Stored data entries
====
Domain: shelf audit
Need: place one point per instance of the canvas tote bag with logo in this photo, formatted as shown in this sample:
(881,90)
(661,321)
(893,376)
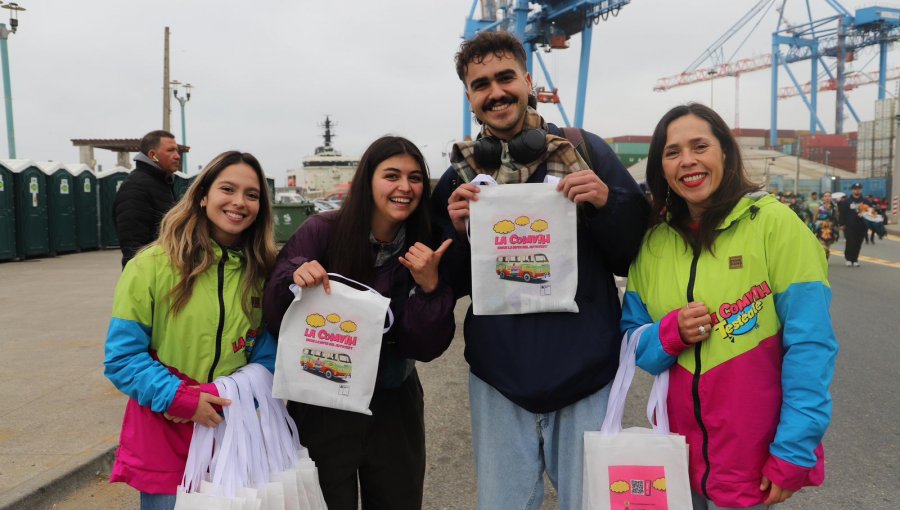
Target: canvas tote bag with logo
(635,468)
(524,249)
(329,345)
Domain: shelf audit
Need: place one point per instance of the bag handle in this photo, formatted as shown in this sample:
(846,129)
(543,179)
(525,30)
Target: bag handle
(656,405)
(479,180)
(487,180)
(298,291)
(615,408)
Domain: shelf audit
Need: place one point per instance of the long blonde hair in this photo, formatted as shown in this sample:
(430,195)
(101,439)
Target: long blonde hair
(185,235)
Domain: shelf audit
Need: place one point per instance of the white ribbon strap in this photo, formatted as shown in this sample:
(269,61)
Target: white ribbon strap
(479,180)
(615,409)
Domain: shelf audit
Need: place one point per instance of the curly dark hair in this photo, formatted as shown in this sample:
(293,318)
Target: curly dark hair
(671,208)
(476,49)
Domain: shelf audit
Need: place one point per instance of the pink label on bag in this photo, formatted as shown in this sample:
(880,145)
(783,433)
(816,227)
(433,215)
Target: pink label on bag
(637,488)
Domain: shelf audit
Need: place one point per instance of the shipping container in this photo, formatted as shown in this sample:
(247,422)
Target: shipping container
(824,141)
(884,128)
(631,139)
(631,148)
(751,132)
(752,142)
(885,108)
(867,130)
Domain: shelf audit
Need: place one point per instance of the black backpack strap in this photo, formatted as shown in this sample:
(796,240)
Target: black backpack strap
(578,140)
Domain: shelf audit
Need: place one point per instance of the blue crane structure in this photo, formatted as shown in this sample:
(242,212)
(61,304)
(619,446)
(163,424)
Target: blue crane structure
(836,37)
(546,25)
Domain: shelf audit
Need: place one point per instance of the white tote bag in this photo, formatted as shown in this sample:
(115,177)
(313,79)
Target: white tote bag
(524,249)
(635,468)
(329,346)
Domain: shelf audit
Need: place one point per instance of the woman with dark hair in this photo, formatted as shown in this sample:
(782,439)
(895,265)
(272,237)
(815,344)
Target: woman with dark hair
(734,288)
(381,237)
(187,311)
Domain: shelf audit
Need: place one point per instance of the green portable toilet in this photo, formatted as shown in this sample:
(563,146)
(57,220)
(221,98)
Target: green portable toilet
(182,183)
(87,221)
(109,183)
(288,217)
(7,215)
(60,207)
(32,229)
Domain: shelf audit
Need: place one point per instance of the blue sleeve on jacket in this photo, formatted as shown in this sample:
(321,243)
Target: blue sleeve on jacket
(264,351)
(650,354)
(129,366)
(810,350)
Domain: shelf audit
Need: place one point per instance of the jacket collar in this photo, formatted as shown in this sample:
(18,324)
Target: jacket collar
(152,169)
(748,205)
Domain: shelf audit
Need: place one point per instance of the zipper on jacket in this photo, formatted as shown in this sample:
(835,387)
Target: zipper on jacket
(221,328)
(695,387)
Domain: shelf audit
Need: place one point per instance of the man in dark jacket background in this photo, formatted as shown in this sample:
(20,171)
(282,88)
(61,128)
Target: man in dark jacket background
(537,381)
(852,224)
(147,194)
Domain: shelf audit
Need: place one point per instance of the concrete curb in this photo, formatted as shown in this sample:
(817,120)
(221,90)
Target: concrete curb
(53,485)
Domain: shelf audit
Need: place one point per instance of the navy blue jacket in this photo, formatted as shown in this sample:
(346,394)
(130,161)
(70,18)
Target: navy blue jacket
(546,361)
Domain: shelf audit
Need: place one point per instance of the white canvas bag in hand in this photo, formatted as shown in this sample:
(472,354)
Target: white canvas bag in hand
(329,346)
(635,468)
(524,249)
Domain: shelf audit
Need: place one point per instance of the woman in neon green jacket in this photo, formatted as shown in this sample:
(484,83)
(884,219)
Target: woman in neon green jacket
(186,311)
(734,286)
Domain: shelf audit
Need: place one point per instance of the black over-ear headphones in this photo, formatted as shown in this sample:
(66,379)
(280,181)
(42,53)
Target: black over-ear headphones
(525,148)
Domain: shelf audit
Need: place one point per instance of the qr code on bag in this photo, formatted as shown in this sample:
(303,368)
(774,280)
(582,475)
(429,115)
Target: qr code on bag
(640,487)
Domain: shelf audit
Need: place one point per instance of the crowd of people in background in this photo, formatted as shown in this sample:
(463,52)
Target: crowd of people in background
(822,214)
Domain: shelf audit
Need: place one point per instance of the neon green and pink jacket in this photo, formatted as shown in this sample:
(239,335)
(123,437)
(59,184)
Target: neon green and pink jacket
(753,399)
(159,359)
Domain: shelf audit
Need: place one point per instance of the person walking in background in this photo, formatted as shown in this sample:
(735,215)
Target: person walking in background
(852,224)
(813,204)
(187,311)
(147,194)
(827,230)
(741,324)
(525,420)
(381,237)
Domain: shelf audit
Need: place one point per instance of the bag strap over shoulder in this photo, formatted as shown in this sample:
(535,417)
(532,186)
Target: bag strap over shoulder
(579,141)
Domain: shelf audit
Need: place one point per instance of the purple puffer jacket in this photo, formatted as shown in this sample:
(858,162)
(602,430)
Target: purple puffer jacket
(423,323)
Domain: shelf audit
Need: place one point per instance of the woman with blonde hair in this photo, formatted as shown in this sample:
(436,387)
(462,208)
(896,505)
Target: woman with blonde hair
(187,310)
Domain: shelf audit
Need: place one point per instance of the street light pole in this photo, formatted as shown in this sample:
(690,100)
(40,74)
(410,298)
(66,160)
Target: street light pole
(182,100)
(7,88)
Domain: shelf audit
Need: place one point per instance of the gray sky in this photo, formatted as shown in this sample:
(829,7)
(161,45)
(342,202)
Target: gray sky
(267,71)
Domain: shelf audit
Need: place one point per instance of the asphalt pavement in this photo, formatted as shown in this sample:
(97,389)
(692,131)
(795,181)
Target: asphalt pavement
(60,418)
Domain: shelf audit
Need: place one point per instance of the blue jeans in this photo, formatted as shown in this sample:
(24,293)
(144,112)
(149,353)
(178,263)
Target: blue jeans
(513,448)
(701,503)
(157,501)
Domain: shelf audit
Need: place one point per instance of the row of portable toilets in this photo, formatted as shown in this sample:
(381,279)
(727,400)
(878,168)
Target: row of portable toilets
(49,208)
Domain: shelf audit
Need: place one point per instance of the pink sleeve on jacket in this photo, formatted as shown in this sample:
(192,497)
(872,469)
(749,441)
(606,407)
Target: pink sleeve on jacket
(793,477)
(669,335)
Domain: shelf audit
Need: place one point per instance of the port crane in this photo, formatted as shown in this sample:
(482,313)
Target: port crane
(838,37)
(543,25)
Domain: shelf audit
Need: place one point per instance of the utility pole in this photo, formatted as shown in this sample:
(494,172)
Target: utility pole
(182,100)
(7,88)
(166,100)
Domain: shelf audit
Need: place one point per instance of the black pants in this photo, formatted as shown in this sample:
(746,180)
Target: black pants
(853,243)
(385,451)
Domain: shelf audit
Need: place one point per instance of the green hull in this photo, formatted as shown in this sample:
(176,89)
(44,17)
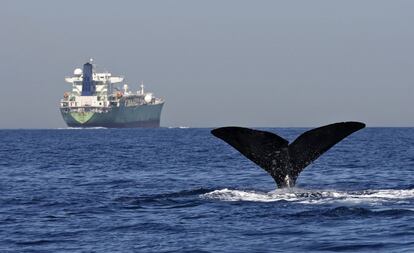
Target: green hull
(116,117)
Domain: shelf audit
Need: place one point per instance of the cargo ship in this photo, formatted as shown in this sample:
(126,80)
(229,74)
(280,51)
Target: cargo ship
(100,100)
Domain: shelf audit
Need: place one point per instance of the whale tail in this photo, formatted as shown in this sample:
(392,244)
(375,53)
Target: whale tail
(284,161)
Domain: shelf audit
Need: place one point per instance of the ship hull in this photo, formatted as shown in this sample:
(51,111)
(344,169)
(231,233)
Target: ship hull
(147,116)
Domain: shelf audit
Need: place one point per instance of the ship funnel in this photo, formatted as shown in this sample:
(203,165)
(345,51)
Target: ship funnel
(88,85)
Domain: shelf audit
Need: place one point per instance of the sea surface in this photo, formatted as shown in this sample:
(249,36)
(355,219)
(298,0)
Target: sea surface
(183,190)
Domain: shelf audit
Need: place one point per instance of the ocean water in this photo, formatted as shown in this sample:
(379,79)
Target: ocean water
(183,190)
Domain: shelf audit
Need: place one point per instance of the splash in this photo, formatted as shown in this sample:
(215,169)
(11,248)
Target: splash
(312,196)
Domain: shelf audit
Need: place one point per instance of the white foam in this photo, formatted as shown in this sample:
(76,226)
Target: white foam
(312,196)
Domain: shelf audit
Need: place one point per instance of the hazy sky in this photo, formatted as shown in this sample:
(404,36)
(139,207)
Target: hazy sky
(250,63)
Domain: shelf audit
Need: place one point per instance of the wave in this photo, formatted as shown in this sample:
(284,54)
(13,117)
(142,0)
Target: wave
(312,196)
(179,127)
(80,128)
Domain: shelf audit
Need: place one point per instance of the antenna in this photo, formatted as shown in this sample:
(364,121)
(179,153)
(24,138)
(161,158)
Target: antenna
(142,87)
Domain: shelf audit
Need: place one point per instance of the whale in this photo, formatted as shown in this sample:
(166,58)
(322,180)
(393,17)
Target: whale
(284,161)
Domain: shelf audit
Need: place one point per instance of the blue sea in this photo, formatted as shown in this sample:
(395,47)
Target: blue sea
(183,190)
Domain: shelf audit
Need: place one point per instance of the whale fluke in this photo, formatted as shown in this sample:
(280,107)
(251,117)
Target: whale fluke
(282,161)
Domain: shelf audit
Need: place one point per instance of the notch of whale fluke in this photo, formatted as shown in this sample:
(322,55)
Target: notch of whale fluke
(284,161)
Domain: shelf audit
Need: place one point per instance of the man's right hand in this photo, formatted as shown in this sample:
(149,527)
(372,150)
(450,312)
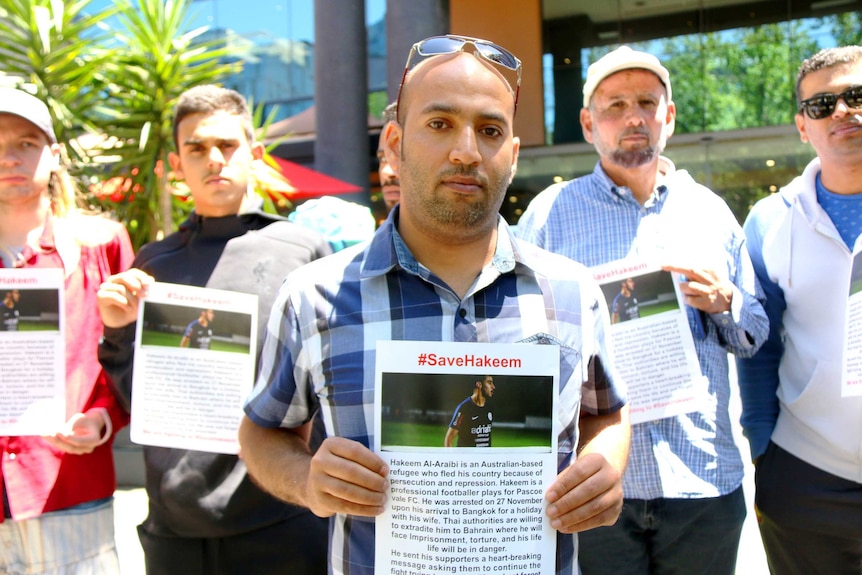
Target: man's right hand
(119,295)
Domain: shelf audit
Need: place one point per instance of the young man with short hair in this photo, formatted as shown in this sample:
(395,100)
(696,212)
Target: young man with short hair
(805,435)
(206,515)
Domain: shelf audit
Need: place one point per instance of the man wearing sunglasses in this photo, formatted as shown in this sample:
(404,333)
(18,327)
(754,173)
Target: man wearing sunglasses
(684,504)
(443,267)
(805,434)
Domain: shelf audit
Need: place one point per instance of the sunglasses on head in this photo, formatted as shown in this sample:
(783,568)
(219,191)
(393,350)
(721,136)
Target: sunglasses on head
(822,105)
(451,44)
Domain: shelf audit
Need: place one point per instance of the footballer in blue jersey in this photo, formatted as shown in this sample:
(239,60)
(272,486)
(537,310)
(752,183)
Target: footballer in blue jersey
(625,306)
(199,333)
(473,418)
(8,314)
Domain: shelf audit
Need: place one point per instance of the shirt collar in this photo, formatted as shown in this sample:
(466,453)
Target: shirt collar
(388,250)
(667,169)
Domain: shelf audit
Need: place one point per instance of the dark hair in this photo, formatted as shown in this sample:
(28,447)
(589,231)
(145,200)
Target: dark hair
(827,58)
(208,99)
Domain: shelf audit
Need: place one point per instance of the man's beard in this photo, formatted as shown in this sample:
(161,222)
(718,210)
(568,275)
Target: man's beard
(634,158)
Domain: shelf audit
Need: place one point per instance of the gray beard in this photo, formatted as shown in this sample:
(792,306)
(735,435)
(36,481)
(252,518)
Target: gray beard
(633,159)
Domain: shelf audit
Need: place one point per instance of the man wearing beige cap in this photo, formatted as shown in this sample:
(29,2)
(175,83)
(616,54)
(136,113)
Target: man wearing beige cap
(57,490)
(684,505)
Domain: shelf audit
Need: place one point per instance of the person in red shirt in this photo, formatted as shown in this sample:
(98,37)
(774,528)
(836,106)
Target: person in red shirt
(57,491)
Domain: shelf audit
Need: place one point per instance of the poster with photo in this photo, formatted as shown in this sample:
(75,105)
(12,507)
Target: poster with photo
(32,351)
(851,379)
(653,345)
(470,434)
(194,366)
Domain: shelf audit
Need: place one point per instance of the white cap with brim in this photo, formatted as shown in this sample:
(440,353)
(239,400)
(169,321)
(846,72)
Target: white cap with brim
(32,109)
(623,58)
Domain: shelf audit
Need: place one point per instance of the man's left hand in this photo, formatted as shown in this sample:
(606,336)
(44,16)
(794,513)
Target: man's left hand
(704,289)
(587,494)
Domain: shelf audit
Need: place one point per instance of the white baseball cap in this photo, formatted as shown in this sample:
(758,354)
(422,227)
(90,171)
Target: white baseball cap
(623,58)
(31,108)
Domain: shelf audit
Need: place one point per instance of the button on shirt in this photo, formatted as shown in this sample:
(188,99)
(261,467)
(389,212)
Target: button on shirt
(594,221)
(334,311)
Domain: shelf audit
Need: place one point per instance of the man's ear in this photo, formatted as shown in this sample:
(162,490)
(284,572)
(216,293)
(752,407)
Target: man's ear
(176,165)
(587,125)
(56,157)
(670,119)
(516,148)
(257,150)
(800,125)
(392,137)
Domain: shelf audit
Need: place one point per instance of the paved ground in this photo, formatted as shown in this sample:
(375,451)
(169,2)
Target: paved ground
(131,508)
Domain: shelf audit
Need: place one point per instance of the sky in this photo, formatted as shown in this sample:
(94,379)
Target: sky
(292,19)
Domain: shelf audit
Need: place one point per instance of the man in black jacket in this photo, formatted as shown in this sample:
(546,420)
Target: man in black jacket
(205,514)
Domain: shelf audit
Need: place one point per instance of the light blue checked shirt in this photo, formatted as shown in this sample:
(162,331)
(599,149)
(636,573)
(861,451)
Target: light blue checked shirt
(319,350)
(594,221)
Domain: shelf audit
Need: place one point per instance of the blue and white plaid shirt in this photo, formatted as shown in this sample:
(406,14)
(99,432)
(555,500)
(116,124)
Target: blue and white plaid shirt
(594,221)
(320,345)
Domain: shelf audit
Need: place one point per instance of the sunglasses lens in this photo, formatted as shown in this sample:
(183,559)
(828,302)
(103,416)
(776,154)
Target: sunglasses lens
(821,107)
(853,97)
(497,55)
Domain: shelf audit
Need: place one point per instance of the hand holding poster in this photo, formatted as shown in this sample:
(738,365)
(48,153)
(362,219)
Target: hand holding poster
(470,435)
(194,366)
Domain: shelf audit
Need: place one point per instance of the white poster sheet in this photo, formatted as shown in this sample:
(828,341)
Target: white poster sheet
(464,509)
(195,353)
(653,346)
(32,351)
(851,379)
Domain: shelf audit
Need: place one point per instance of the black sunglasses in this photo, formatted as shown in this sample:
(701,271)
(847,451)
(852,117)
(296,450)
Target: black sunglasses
(450,44)
(822,105)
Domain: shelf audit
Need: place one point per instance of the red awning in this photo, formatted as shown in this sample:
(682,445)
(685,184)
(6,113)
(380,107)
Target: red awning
(307,183)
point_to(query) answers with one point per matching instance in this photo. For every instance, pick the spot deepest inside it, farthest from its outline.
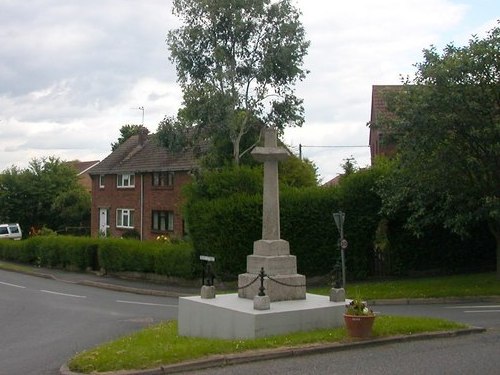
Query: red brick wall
(155, 198)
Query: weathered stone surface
(273, 265)
(337, 295)
(271, 247)
(261, 303)
(271, 253)
(207, 292)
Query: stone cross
(271, 253)
(270, 155)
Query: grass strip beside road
(471, 285)
(161, 345)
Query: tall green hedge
(110, 254)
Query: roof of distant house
(143, 153)
(379, 103)
(82, 166)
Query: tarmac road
(44, 322)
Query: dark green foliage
(126, 131)
(112, 255)
(237, 63)
(46, 194)
(225, 182)
(307, 224)
(226, 229)
(446, 122)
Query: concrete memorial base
(230, 317)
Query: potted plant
(359, 319)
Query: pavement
(119, 283)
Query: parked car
(10, 231)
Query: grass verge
(161, 345)
(484, 284)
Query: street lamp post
(339, 218)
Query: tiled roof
(83, 166)
(150, 156)
(379, 104)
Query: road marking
(14, 285)
(474, 307)
(62, 294)
(145, 303)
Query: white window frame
(168, 219)
(124, 218)
(163, 179)
(125, 180)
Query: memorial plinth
(285, 307)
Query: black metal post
(262, 289)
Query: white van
(10, 231)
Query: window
(163, 179)
(163, 221)
(125, 218)
(125, 180)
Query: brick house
(378, 143)
(138, 188)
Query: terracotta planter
(359, 326)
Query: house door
(103, 221)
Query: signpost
(339, 218)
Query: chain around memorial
(250, 283)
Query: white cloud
(72, 73)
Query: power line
(336, 146)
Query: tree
(237, 63)
(126, 131)
(447, 128)
(46, 194)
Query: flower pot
(359, 326)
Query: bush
(113, 255)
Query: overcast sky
(73, 72)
====
The answer should be nothing more than the lines from the one with "Query: tree" through the end of the entries, restated word for word.

The completed task »
Query: tree
(237, 63)
(126, 131)
(447, 128)
(46, 194)
Query: flower pot
(359, 326)
Query: bush
(113, 255)
Query: overcast sky
(73, 72)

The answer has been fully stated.